* **EXERCISE REQUIREMENTS**
The answer must consist of every line in the records that contains the word "rough".

RECORDS TO PROCESS: Begin

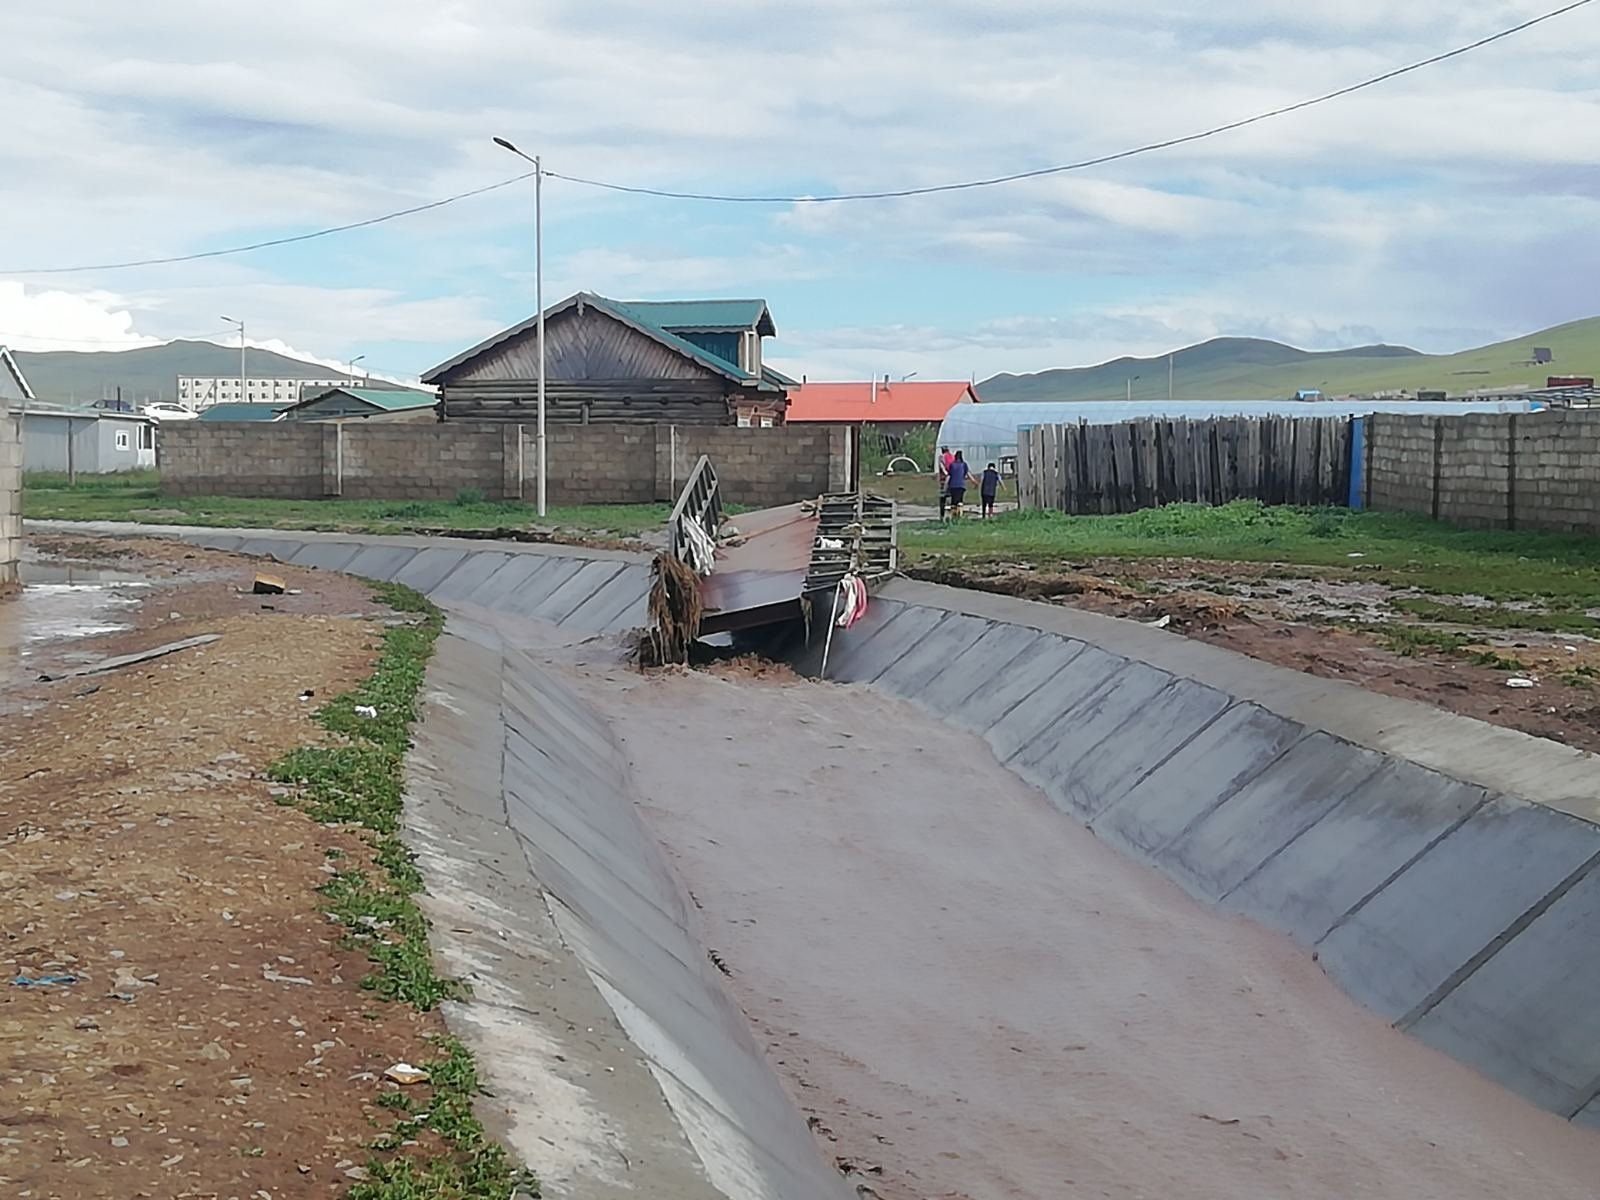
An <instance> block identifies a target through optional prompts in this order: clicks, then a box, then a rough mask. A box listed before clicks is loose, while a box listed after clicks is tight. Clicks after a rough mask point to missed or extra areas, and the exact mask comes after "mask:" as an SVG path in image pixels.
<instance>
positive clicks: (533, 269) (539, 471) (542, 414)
mask: <svg viewBox="0 0 1600 1200" xmlns="http://www.w3.org/2000/svg"><path fill="white" fill-rule="evenodd" d="M494 144H496V146H499V147H501V149H504V150H510V152H512V154H515V155H517V157H518V158H525V160H526V162H530V163H533V302H534V306H536V307H538V309H539V315H538V334H536V336H538V339H539V434H538V464H539V466H538V470H539V515H541V517H542V515H544V494H546V488H544V475H546V458H544V166H542V165H541V160H539V155H531V157H530V155H526V154H523V152H522V150H518V149H517V147H515V146H514V144H512V142H509V141H507V139H504V138H496V139H494Z"/></svg>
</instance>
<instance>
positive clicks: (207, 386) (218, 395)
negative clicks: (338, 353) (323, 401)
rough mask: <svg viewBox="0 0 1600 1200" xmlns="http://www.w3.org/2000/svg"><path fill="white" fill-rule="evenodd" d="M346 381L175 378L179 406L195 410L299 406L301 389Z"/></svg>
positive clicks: (267, 378) (229, 376)
mask: <svg viewBox="0 0 1600 1200" xmlns="http://www.w3.org/2000/svg"><path fill="white" fill-rule="evenodd" d="M349 382H350V379H349V376H346V378H342V379H278V378H267V379H261V378H256V379H251V378H248V376H246V378H245V381H243V387H242V386H240V381H238V376H237V374H210V376H206V374H181V376H178V403H179V405H182V406H184V408H194V410H197V411H198V410H202V408H210V406H211V405H294V403H299V398H301V389H312V390H320V389H325V387H346V386H349Z"/></svg>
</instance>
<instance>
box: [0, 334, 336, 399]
mask: <svg viewBox="0 0 1600 1200" xmlns="http://www.w3.org/2000/svg"><path fill="white" fill-rule="evenodd" d="M13 354H14V357H16V362H18V365H19V366H21V368H22V374H26V376H27V382H29V384H32V387H34V392H35V395H38V398H40V400H58V402H66V400H77V402H80V403H82V402H93V400H99V398H101V397H107V398H112V397H115V395H117V387H118V386H120V387H122V398H123V400H128V402H136V403H144V402H147V400H162V398H165V400H171V398H173V395H174V390H176V386H178V376H181V374H198V376H214V374H221V376H232V378H237V376H238V347H237V346H235V347H234V349H229V347H226V346H216V344H214V342H186V341H176V342H166V344H165V346H141V347H139V349H136V350H96V352H93V354H85V352H80V350H14V352H13ZM245 373H246V376H253V378H275V379H338V378H339V374H341V373H339V371H336V370H333V368H331V366H323V365H322V363H307V362H301V360H299V358H286V357H285V355H282V354H272V352H270V350H258V349H253V347H251V349H246V350H245Z"/></svg>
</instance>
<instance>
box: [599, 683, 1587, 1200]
mask: <svg viewBox="0 0 1600 1200" xmlns="http://www.w3.org/2000/svg"><path fill="white" fill-rule="evenodd" d="M573 670H574V675H576V678H578V680H579V686H582V688H584V690H586V691H587V694H589V698H590V699H592V701H594V702H595V704H598V706H600V707H602V709H603V710H605V714H606V715H608V718H610V720H611V722H613V728H614V730H616V731H618V734H619V738H621V742H622V746H624V750H626V752H627V757H629V760H630V765H632V768H634V771H635V773H637V776H638V778H640V781H642V782H643V784H645V787H646V798H645V802H643V811H645V816H646V819H648V822H650V826H651V827H653V830H654V832H656V834H658V837H659V838H661V840H662V843H664V845H666V846H667V851H669V856H670V859H672V862H674V866H675V869H677V872H678V874H680V875H682V878H683V882H685V885H686V886H688V888H690V896H691V898H693V899H694V918H696V920H698V922H699V923H701V930H699V934H701V941H702V944H704V946H706V947H709V950H710V952H714V955H715V958H714V960H715V962H717V963H718V965H720V966H722V970H723V971H725V973H726V976H728V987H730V989H731V992H733V994H734V997H736V998H738V1002H739V1005H741V1008H742V1010H744V1013H746V1014H747V1016H749V1018H750V1021H752V1024H754V1026H755V1029H757V1032H758V1035H760V1037H762V1042H763V1045H765V1046H766V1050H768V1054H770V1058H771V1061H773V1064H774V1066H776V1069H778V1070H779V1072H781V1074H782V1077H784V1078H786V1082H787V1085H789V1088H790V1093H792V1096H794V1099H795V1102H797V1104H798V1106H800V1109H802V1110H803V1112H805V1114H806V1117H808V1120H810V1123H811V1128H813V1131H814V1133H816V1136H818V1138H819V1139H821V1144H822V1149H824V1152H826V1154H829V1157H830V1158H834V1162H835V1165H838V1168H840V1170H842V1171H845V1173H848V1174H850V1178H851V1181H853V1182H858V1184H859V1187H862V1189H866V1190H861V1195H862V1197H878V1200H933V1198H936V1200H1042V1198H1045V1197H1050V1198H1054V1197H1062V1198H1066V1197H1114V1198H1115V1200H1141V1198H1142V1200H1157V1198H1163V1200H1165V1198H1166V1197H1174V1198H1176V1197H1182V1198H1184V1200H1258V1198H1261V1200H1266V1198H1269V1197H1272V1198H1277V1197H1298V1198H1301V1200H1352V1198H1354V1197H1405V1198H1406V1200H1504V1198H1506V1197H1515V1198H1517V1200H1536V1198H1538V1200H1558V1198H1560V1200H1592V1197H1595V1194H1597V1192H1595V1186H1597V1181H1600V1138H1595V1134H1592V1133H1586V1131H1582V1130H1578V1128H1574V1126H1571V1125H1568V1123H1566V1122H1563V1120H1562V1118H1560V1117H1555V1115H1552V1114H1546V1112H1539V1110H1536V1109H1534V1107H1533V1106H1530V1104H1526V1102H1525V1101H1522V1099H1520V1098H1517V1096H1514V1094H1510V1093H1509V1091H1504V1090H1501V1088H1499V1086H1496V1085H1494V1083H1491V1082H1488V1080H1486V1078H1483V1077H1480V1075H1477V1074H1475V1072H1474V1070H1470V1069H1469V1067H1466V1066H1462V1064H1459V1062H1454V1061H1453V1059H1448V1058H1445V1056H1443V1054H1438V1053H1435V1051H1432V1050H1429V1048H1427V1046H1424V1045H1421V1043H1419V1042H1416V1040H1413V1038H1408V1037H1405V1035H1403V1034H1400V1032H1397V1030H1395V1029H1392V1027H1389V1026H1387V1024H1386V1022H1384V1021H1382V1019H1381V1018H1378V1016H1374V1014H1371V1013H1368V1011H1365V1010H1362V1008H1360V1006H1358V1005H1357V1003H1355V1002H1354V1000H1350V998H1349V997H1346V995H1344V994H1342V992H1339V989H1338V987H1336V986H1334V984H1333V981H1330V979H1328V978H1326V976H1325V974H1323V973H1322V971H1320V970H1318V966H1317V965H1315V962H1312V958H1310V957H1309V955H1307V954H1304V952H1302V950H1301V949H1299V947H1296V946H1294V944H1293V942H1291V941H1290V939H1288V938H1285V936H1280V934H1274V933H1269V931H1267V930H1262V928H1261V926H1258V925H1254V923H1251V922H1246V920H1242V918H1232V917H1227V915H1224V914H1219V912H1216V910H1213V909H1210V907H1206V906H1202V904H1198V902H1195V901H1192V899H1190V898H1189V896H1186V894H1184V893H1182V891H1181V890H1179V888H1178V886H1176V885H1173V883H1170V882H1168V880H1165V878H1162V877H1160V875H1157V874H1155V872H1152V870H1149V869H1147V867H1142V866H1139V864H1136V862H1133V861H1130V859H1126V858H1125V856H1122V854H1118V853H1117V851H1115V850H1114V848H1110V846H1107V845H1106V843H1102V842H1101V840H1099V838H1096V837H1094V835H1093V834H1091V832H1090V830H1086V829H1083V827H1082V826H1078V824H1077V822H1074V821H1069V819H1062V816H1061V813H1059V811H1056V810H1054V808H1053V806H1051V805H1050V802H1048V800H1046V798H1045V797H1043V795H1042V794H1040V792H1037V790H1034V789H1030V787H1027V786H1026V784H1022V782H1021V781H1019V779H1018V778H1016V776H1013V774H1011V773H1010V771H1006V770H1005V768H1002V766H1000V765H998V763H997V762H995V760H994V757H992V754H990V752H989V749H987V746H986V744H984V742H982V741H979V739H976V738H973V736H970V734H965V733H958V731H954V730H950V728H949V726H947V725H944V723H942V722H939V720H936V718H934V717H931V715H928V714H923V712H920V710H918V709H915V707H912V706H909V704H904V702H901V701H896V699H891V698H886V696H882V694H875V693H872V691H870V690H862V688H838V686H830V685H819V683H811V682H803V680H795V678H792V677H790V678H789V680H784V678H782V677H781V675H774V677H766V678H754V677H752V675H750V674H749V672H739V670H738V669H725V670H723V672H720V674H722V675H723V677H720V678H718V677H715V675H712V674H709V672H686V670H664V672H658V674H651V675H648V677H638V675H630V674H626V672H618V670H616V669H614V667H613V666H610V664H603V662H602V664H578V666H574V667H573ZM685 746H691V747H694V754H691V755H686V754H685V752H683V747H685Z"/></svg>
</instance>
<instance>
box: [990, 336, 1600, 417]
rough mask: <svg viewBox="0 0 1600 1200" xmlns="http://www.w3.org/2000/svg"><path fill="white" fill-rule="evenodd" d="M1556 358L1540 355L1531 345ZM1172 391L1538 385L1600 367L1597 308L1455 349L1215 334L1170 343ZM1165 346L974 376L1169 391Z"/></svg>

RECORDS TO PROCESS: End

* **WORKED SOLUTION**
An <instance> block identifies a target through optional prompts in this order: clicks, then a box, then a rough mask. A box listed before clicks is loose, while a box listed after clicks is tight. Clicks after a rough mask point to missed or extra areas, and the exact mask comes after "mask:" as an SVG path in image pixels.
rough mask: <svg viewBox="0 0 1600 1200" xmlns="http://www.w3.org/2000/svg"><path fill="white" fill-rule="evenodd" d="M346 381L175 378L179 406L195 410L299 406L301 389Z"/></svg>
rough mask: <svg viewBox="0 0 1600 1200" xmlns="http://www.w3.org/2000/svg"><path fill="white" fill-rule="evenodd" d="M1556 358L1540 355L1531 345ZM1172 391L1538 385L1600 367L1597 308L1455 349L1215 334L1170 343ZM1165 346L974 376L1169 391Z"/></svg>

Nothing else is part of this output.